[Image location labeling items]
------------

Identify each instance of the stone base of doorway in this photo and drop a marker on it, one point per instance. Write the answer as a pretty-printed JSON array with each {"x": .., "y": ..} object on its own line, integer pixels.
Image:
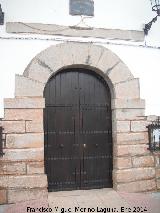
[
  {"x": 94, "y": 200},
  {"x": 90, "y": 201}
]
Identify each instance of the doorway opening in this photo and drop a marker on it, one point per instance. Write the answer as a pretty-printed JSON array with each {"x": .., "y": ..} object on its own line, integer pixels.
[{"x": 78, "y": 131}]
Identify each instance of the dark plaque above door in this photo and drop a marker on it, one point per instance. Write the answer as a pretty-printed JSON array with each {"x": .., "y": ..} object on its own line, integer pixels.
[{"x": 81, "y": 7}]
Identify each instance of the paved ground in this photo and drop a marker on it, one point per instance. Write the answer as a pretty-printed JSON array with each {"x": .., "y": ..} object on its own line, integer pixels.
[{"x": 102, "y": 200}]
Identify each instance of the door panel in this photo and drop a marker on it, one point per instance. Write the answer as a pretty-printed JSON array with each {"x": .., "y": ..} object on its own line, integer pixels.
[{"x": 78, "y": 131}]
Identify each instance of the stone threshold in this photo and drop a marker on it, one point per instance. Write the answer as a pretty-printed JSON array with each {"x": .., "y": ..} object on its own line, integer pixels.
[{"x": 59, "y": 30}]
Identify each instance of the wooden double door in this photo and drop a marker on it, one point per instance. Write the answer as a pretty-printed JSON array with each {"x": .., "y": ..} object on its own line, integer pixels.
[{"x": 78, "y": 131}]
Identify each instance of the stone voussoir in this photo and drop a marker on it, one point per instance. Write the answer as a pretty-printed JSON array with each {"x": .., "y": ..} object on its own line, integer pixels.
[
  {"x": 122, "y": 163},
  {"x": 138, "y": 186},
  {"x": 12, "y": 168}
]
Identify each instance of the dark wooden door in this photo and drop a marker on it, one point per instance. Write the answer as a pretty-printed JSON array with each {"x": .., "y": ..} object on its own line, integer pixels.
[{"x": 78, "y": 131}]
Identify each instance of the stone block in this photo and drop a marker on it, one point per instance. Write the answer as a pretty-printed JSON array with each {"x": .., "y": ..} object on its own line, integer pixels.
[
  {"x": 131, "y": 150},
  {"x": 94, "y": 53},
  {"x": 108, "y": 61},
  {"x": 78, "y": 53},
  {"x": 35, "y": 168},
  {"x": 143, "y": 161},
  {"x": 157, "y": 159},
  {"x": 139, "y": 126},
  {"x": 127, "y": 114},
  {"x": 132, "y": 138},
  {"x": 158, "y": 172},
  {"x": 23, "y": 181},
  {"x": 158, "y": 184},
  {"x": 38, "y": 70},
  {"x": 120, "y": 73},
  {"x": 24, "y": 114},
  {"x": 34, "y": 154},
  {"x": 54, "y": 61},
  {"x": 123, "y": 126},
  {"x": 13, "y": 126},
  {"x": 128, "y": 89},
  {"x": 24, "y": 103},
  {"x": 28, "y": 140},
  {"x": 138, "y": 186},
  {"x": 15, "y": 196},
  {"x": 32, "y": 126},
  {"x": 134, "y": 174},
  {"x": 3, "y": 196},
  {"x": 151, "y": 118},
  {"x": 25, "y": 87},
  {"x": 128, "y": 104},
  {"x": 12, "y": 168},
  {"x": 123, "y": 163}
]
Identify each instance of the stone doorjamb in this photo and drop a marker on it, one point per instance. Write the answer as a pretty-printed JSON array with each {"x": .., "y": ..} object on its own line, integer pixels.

------------

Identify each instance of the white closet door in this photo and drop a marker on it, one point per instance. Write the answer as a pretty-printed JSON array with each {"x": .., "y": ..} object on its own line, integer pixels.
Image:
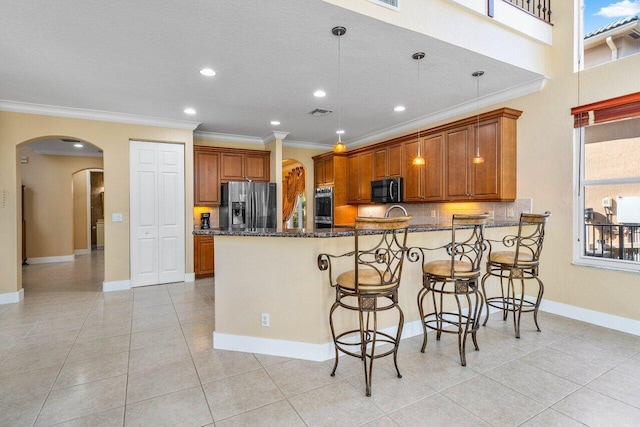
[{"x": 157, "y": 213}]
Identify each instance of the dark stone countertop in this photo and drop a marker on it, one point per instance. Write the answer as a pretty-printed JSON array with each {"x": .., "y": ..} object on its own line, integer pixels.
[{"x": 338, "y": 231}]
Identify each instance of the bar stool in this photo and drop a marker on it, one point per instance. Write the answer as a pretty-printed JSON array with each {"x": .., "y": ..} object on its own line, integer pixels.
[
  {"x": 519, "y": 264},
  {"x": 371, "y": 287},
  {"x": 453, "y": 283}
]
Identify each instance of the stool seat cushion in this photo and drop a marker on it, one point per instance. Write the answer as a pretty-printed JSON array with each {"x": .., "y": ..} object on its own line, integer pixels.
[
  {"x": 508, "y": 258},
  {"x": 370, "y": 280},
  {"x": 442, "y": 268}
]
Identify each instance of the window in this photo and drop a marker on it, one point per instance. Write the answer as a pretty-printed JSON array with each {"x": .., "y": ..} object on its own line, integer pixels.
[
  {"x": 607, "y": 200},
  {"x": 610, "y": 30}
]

------------

Count the lines in the items above that contain the string "stool", and give only the resulting number.

2